◆ Short problem:
Render the entries as a JSON list of strings, one string per line, leaving out blank lines. Begin with the line containing "Can you find the garden bed" and include every line from there through the end of the entries.

◆ Data provided:
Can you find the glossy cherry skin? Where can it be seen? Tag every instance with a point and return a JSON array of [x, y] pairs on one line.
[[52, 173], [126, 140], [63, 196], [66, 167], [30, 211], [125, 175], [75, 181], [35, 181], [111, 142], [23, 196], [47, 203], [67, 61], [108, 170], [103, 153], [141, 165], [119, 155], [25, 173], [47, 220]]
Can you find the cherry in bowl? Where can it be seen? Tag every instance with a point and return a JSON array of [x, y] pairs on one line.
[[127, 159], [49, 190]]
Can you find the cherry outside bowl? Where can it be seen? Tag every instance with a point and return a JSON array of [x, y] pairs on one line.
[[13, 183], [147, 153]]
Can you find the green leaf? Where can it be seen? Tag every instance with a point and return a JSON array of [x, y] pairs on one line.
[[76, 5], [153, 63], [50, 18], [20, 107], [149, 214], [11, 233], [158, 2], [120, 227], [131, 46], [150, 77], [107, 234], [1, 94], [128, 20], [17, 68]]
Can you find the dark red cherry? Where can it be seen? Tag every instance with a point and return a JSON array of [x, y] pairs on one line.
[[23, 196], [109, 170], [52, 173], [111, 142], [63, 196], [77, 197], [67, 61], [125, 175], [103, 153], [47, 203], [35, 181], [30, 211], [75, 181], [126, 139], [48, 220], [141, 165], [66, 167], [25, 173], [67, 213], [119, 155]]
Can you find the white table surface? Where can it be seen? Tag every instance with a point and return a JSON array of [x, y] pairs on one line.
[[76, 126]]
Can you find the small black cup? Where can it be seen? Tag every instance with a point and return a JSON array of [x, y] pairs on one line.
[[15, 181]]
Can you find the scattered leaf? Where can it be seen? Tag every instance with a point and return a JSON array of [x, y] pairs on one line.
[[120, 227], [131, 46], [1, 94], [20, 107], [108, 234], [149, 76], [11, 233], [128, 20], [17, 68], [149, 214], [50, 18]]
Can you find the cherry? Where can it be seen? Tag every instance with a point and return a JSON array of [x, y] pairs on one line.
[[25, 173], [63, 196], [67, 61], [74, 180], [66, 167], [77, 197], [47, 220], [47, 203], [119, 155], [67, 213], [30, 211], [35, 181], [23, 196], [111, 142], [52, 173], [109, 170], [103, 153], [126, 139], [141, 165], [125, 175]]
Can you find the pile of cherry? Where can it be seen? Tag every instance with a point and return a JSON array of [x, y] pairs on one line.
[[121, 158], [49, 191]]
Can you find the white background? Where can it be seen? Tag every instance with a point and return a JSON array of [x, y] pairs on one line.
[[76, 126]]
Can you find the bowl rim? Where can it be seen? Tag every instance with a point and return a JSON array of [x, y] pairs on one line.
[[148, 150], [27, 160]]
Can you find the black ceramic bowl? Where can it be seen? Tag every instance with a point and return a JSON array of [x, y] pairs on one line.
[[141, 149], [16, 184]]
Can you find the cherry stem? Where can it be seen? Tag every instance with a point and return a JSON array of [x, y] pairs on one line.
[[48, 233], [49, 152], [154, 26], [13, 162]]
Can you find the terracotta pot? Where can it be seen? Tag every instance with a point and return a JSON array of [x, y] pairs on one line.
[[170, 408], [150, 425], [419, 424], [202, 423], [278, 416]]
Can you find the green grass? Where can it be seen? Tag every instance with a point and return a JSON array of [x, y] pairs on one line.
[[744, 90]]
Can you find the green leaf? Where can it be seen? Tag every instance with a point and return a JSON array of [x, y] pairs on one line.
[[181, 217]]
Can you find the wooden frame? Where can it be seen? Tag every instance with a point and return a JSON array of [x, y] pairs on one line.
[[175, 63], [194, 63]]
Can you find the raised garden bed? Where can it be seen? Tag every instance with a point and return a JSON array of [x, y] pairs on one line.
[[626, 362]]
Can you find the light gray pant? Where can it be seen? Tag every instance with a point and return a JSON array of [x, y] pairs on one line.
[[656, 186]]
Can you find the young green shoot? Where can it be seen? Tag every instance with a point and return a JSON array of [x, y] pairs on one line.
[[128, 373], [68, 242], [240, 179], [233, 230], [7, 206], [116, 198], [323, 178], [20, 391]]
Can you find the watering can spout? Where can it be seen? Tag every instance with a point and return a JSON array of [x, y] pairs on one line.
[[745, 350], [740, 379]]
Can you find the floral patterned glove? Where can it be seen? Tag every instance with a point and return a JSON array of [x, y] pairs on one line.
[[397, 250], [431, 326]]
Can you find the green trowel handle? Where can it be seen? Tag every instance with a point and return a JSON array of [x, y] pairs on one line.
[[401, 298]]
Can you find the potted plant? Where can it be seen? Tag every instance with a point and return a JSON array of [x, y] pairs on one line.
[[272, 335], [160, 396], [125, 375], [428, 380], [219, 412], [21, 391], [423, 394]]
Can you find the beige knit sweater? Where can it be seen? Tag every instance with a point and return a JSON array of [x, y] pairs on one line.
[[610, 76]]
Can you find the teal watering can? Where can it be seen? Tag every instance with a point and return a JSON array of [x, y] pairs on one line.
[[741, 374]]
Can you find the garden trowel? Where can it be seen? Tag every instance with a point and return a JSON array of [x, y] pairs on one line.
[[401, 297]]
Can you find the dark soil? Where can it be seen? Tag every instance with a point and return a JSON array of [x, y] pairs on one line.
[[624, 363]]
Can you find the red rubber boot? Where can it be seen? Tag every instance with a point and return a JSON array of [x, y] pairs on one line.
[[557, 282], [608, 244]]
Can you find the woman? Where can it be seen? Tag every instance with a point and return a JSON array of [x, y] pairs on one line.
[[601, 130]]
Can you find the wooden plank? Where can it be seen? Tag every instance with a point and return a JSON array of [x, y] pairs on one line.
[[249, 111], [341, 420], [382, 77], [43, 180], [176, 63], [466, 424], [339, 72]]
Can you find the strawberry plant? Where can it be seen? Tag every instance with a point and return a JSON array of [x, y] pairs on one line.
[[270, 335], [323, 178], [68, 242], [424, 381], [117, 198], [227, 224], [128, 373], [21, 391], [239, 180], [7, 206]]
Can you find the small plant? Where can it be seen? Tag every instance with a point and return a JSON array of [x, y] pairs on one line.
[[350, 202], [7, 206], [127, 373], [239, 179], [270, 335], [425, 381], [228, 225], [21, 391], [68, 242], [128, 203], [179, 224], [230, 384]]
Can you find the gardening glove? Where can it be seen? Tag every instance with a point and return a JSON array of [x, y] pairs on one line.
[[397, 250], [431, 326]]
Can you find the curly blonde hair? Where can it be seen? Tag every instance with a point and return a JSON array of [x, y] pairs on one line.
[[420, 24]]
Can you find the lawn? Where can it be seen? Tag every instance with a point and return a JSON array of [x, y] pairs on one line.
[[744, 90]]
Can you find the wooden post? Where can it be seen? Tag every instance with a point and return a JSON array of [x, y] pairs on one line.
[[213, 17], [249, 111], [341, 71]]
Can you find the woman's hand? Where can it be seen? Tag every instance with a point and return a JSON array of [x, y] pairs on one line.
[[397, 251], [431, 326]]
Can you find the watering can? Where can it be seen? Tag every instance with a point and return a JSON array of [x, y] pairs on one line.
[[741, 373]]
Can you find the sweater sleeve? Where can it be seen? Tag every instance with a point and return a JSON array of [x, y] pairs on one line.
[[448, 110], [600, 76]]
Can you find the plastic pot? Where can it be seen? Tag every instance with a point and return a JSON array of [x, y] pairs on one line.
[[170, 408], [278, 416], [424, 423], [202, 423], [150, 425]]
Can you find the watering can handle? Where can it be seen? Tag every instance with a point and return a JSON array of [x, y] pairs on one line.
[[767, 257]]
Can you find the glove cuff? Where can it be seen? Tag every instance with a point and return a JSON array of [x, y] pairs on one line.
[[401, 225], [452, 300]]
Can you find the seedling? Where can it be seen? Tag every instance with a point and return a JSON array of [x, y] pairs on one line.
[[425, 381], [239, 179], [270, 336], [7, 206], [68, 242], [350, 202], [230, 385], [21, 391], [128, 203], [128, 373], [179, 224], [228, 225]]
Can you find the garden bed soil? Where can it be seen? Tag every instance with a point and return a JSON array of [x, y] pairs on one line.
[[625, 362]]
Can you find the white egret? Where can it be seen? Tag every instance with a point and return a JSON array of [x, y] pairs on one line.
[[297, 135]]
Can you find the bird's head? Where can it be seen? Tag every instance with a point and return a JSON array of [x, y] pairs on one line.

◆ Answer to this problem:
[
  "Can you find the garden bed soil? Where can it be seen? Tag every instance with a point and return a JSON array of [x, y] pairs on one line.",
  "[[625, 362]]",
  "Can you find the white egret? Where can it be seen? Tag every instance with a point and return a JSON array of [x, y] pairs on one line.",
  "[[297, 135]]",
  "Can you find the bird's head? Where can it be seen? Tag every instance with a point and return a JSON array of [x, y] pairs on one line."
]